■ Given data

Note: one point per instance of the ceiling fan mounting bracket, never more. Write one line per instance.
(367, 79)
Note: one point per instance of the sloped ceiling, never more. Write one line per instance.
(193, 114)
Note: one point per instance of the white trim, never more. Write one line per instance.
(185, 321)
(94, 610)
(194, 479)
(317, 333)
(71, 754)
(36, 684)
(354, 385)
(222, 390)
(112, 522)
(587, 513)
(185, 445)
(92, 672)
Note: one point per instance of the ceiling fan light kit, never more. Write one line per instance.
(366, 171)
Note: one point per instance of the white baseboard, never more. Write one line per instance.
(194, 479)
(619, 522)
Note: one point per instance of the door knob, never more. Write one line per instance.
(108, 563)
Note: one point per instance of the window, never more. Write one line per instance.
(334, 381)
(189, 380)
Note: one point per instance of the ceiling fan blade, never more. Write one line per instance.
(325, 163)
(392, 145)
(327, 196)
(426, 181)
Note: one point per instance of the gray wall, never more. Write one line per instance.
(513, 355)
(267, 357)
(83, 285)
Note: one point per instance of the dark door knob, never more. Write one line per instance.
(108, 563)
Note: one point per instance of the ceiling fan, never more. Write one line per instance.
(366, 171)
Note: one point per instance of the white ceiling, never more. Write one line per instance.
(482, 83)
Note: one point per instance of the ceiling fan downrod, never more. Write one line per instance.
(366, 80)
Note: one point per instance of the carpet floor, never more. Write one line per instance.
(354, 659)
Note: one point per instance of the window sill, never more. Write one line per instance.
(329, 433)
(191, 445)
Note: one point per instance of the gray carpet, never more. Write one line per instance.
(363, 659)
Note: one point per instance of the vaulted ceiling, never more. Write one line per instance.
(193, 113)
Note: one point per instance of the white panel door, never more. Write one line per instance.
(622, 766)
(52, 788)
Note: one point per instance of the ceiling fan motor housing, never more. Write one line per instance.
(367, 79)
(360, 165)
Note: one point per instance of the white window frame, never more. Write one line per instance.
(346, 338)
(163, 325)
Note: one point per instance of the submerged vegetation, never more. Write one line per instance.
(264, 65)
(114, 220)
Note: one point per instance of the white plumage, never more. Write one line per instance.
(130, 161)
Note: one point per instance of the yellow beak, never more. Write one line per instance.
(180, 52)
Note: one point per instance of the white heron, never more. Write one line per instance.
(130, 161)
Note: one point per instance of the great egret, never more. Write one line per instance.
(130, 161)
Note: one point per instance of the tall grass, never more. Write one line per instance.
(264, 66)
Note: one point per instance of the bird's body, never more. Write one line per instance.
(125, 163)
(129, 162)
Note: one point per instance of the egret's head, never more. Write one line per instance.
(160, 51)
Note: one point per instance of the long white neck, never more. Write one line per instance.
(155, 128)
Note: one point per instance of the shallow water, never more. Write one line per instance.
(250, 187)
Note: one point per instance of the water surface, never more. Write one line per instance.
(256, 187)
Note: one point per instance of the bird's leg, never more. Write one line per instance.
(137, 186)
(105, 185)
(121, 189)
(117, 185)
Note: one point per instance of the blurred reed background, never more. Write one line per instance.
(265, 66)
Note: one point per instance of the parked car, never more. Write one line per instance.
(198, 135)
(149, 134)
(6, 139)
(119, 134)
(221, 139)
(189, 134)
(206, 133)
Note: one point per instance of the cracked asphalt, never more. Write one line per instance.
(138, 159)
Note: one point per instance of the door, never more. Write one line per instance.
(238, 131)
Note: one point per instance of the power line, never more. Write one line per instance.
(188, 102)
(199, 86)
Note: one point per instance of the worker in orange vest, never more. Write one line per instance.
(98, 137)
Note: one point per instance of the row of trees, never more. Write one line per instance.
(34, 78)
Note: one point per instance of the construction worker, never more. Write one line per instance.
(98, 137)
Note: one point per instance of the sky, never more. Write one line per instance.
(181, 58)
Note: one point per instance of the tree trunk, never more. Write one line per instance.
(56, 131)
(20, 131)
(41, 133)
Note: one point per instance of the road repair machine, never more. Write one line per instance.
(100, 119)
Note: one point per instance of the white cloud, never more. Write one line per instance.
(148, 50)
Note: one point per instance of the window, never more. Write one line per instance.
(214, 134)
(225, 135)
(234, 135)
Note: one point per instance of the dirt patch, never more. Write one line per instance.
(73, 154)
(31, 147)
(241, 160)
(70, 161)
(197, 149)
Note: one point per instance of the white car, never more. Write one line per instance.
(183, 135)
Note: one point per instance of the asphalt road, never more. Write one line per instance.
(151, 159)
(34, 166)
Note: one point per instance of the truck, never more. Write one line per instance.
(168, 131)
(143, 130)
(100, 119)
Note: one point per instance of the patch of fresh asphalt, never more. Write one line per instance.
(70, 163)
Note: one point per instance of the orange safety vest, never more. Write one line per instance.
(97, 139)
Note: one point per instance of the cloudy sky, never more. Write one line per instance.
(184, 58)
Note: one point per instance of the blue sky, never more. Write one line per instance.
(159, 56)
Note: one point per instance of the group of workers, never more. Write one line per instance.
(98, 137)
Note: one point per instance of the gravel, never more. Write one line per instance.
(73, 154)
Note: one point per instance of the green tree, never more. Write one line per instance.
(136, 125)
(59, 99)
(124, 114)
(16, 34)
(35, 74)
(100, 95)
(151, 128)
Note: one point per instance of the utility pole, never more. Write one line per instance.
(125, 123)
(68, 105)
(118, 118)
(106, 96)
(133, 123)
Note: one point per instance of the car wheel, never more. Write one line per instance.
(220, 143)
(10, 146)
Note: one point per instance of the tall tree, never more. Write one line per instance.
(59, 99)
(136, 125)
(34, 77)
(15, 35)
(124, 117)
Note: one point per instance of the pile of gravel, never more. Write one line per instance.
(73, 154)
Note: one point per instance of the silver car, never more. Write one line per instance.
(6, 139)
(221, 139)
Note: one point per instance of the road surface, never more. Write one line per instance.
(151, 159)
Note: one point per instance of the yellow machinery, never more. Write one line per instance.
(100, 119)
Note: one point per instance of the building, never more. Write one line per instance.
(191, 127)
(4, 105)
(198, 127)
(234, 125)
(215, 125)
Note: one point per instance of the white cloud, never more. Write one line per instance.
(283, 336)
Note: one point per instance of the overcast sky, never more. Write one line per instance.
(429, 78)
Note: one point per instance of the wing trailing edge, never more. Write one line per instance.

■ Task prompt
Using the entries above, print each one again without any alteration.

■ Completed task
Note: one point per instance of the ceiling fan mounting bracket, never more. Write one line per instance.
(367, 79)
Note: one point per instance of the sloped ceiling, never more. Write one line per instance.
(193, 114)
Note: one point per instance of the white trim, never more. Write one line per instance.
(185, 321)
(94, 610)
(194, 479)
(317, 333)
(71, 754)
(36, 684)
(354, 385)
(222, 390)
(112, 522)
(587, 513)
(185, 445)
(92, 672)
Note: one point per instance of the ceiling fan light kit, never more. Write one line per instance.
(366, 171)
Note: one point per instance of the white baseboard, never more. Write one line per instance.
(194, 479)
(619, 522)
Note: one point per instance of the door knob, never more. Write one line per instance.
(108, 563)
Note: one point per instance of the window, never more. Write one line per instance.
(334, 381)
(189, 380)
Note: one point per instance of the ceiling fan blade, never more. Write one line per instance.
(325, 163)
(392, 145)
(327, 196)
(426, 181)
Note: one point per instance of the gray wall, never more. Write one line per instance.
(513, 355)
(267, 357)
(83, 285)
Note: one point per instance of the dark door knob, never more. Write one line per instance.
(108, 563)
Note: one point per instance of the ceiling fan, never more. Write one line per instance.
(366, 171)
Note: one point per instance of the white ceiling, never more. Write one line per instance.
(482, 83)
Note: one point per instance of the ceiling fan downrod, never more. Write one line per instance.
(366, 80)
Note: one point per instance of the carpet floor, never more. Write one line per instance.
(354, 659)
Note: one point per instance of the window sill, never more. Write one line per instance.
(329, 433)
(191, 445)
Note: one point per instance of the gray carpet, never more. Write one line per instance.
(363, 659)
Note: one point per instance of the vaulted ceiling, never more. Write one line per instance.
(193, 113)
Note: one point per instance of the white panel door, never more. Write one line per instance.
(622, 766)
(52, 788)
Note: one point per instance of the ceiling fan motor housing, never more. Write one line per instance.
(367, 79)
(360, 165)
Note: one point per instance of the white window frame, never more. Write one line per instance.
(346, 338)
(163, 325)
Note: one point per instance of the submerged vegetation, never more. Write one line per instance.
(264, 65)
(114, 220)
Note: one point per instance of the white plumage, never more. Write one line per instance.
(130, 161)
Note: one point per instance of the yellow beak, never more. Write one line per instance.
(180, 52)
Note: one point per instance of the white heron, never more. Write one line per instance.
(130, 161)
Note: one point per instance of the great egret, never more. Write one line per instance.
(130, 161)
Note: one point per instance of the tall grass, never more. Write one line per instance.
(264, 66)
Note: one point per instance of the bird's body, never more. Write one line per instance.
(125, 163)
(129, 162)
Note: one point per instance of the egret's head, never more. Write one line per instance.
(160, 51)
Note: one point per instance of the long white neck, never more. Write one line per instance.
(155, 128)
Note: one point per instance of the shallow water, never more. Write one line per instance.
(250, 187)
Note: one point per instance of the water surface, never more. Write one line per instance.
(256, 187)
Note: one point per instance of the bird's leg, never more. Write one line per instance.
(137, 186)
(105, 185)
(121, 189)
(117, 185)
Note: one point per instance of the blurred reed background, never more. Write one line per instance.
(265, 66)
Note: one point per instance of the parked car, never more. Write one line per instance.
(198, 135)
(149, 134)
(6, 139)
(119, 134)
(221, 139)
(189, 134)
(206, 133)
Note: one point per instance of the cracked asphalt, never more. Write one line per instance.
(138, 159)
Note: one point per instance of the door, never more. Write one line per instance.
(238, 131)
Note: one point per instance of the power line, never more. Write one line per instance.
(188, 102)
(199, 86)
Note: one point per instance of the worker in orange vest, never more. Write one line per instance.
(98, 137)
Note: one point per instance of the row of trees, never more. Write one line per instance.
(34, 78)
Note: one point per instance of the construction worker, never more. Write one line per instance.
(98, 137)
Note: one point per instance of the sky, never more. Write one line per instance.
(181, 58)
Note: one point per instance of the tree trunk, never more. Write one line per instance.
(56, 131)
(20, 131)
(41, 133)
Note: one point per instance of the road repair machine, never more. Write one line per instance.
(100, 119)
Note: one point per instance of the white cloud, never more. Write one line per instance.
(148, 50)
Note: one point per instance of the window, never more. Write one line per instance.
(214, 134)
(225, 135)
(234, 135)
Note: one point per instance of the dirt patch, never more. Write one line per instance.
(73, 154)
(31, 147)
(241, 160)
(70, 161)
(197, 149)
Note: one point per instance of the white car, never more. Write one line per instance.
(183, 135)
Note: one point per instance of the asphalt road, never more. Write one line per instance.
(151, 159)
(34, 166)
Note: one point per instance of the truck, never more. Write one line per instance.
(168, 131)
(143, 130)
(100, 119)
Note: one point per instance of the patch of fresh asphalt, never more. Write one line per instance.
(70, 163)
Note: one point per instance of the orange safety vest, never more. Write one line per instance.
(97, 139)
Note: one point per instance of the cloudy sky, never more. Write one line per instance.
(184, 58)
Note: one point per instance of the blue sky, never more. Write one line per instance.
(159, 56)
Note: one point per instance of the group of workers, never more. Write one line per instance.
(98, 137)
Note: one point per instance of the gravel, never more. Write one line per instance.
(73, 154)
Note: one point per instance of the green tree, never more. Write one line per instance.
(136, 125)
(59, 99)
(124, 114)
(16, 34)
(35, 74)
(100, 95)
(151, 128)
Note: one point per instance of the utility pole, never more. Write one line per instance.
(125, 123)
(68, 105)
(118, 118)
(106, 96)
(133, 123)
Note: one point per instance of the car wheel, never more. Write one line per instance.
(220, 143)
(10, 146)
Note: one point per instance of the tall tree, never more. Write one line per instance.
(59, 99)
(136, 125)
(34, 77)
(15, 35)
(124, 117)
Note: one point per instance of the pile of gravel, never more. Write one line per instance.
(73, 154)
Note: one point per instance of the silver car, never more. Write one line per instance.
(6, 139)
(221, 139)
Note: one point per instance of the road surface, never more. Write one line per instance.
(151, 159)
Note: one point per instance of the yellow machinery, never more. Write one line per instance.
(100, 119)
Note: one point per instance of the building, never more. Write one line per instance.
(191, 127)
(4, 105)
(198, 127)
(234, 125)
(215, 125)
Note: one point per instance of the white cloud, never more. Write one line per instance.
(283, 336)
Note: one point per instance of the overcast sky, never more. Write one line per instance.
(429, 78)
Note: one point per instance of the wing trailing edge, never more. Write one line per instance.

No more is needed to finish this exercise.